=== Input data ===
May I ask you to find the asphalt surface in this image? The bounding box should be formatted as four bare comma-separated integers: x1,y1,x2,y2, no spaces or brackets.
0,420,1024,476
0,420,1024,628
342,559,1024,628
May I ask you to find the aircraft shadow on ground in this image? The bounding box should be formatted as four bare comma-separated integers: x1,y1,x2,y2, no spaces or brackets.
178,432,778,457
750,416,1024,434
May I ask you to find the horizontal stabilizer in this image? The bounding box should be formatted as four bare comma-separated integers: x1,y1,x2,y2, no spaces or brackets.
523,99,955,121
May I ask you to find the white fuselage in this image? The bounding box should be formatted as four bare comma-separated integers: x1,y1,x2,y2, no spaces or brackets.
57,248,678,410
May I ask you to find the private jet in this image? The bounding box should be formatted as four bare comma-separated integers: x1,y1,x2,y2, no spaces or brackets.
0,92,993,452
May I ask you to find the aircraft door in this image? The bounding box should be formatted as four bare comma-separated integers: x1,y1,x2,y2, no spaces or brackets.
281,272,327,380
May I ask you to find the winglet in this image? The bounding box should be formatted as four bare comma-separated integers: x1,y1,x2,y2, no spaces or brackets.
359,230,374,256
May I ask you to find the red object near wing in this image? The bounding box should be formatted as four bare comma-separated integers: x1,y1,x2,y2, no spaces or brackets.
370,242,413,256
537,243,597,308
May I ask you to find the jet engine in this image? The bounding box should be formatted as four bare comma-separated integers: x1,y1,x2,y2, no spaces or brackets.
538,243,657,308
===
▶ _Goal of the exercise_: Rewrite these records as a two-column CSV with the headers request and answer. Give one row for each request, and put its text and its answer each in a single quoted field, with any line breaks replaced by spaces.

▶ _Written answer_:
request,answer
"May I ask you to find the asphalt surface in this image? The bounding box should be formatted as four bare comma-separated integers: x1,y1,x2,y2, no spaces or brackets.","0,420,1024,476 0,420,1024,628 342,559,1024,628"
"May I ask you to find the aircraft shadow on ground in this image? The bounding box should be formatted as four bare comma-separated integers: x1,y1,x2,y2, no spaces or brackets.","178,432,778,457 750,416,1024,434"
"May I ask you to find the horizontal stabilizer in this image? The bounding box should be formatted as four bare comma-separated integers: x1,y1,x2,y2, no spaces or brackets.","523,99,955,121"
"May I ask you to find the white fuselage in this image? The bounding box should be formatted as four bare comma-separated integers: x1,y1,x2,y2, no spaces or brackets.","57,248,678,410"
"May I ask you to find the private jet in this image? The bounding box should be formatted as four bare comma-separated integers: x1,y1,x2,y2, no spaces or brackets.","0,92,993,452"
"May I ask you to find the aircraft door in this image? The bounding box should be formatted as four bare comma-separated integers: x1,y1,x2,y2, no spaces or brackets.","281,272,327,380"
"May I ask you to find the winglet in this image? The bounding box should be formatted as four bare comma-separated integers: x1,y1,x2,y2, no spaces or brackets.","359,230,374,256"
"May I ask you to find the red object near wing in this image? The bounding box should be formatted as four bare comma-separated integers: x1,y1,x2,y2, no spaces or brackets.","370,242,413,256 537,243,597,308"
"May I ask you to find the jet engine in this image? The bounding box should be formatted as four bare comma-separated integers: x1,y1,x2,y2, no spaces or brackets.","538,243,657,308"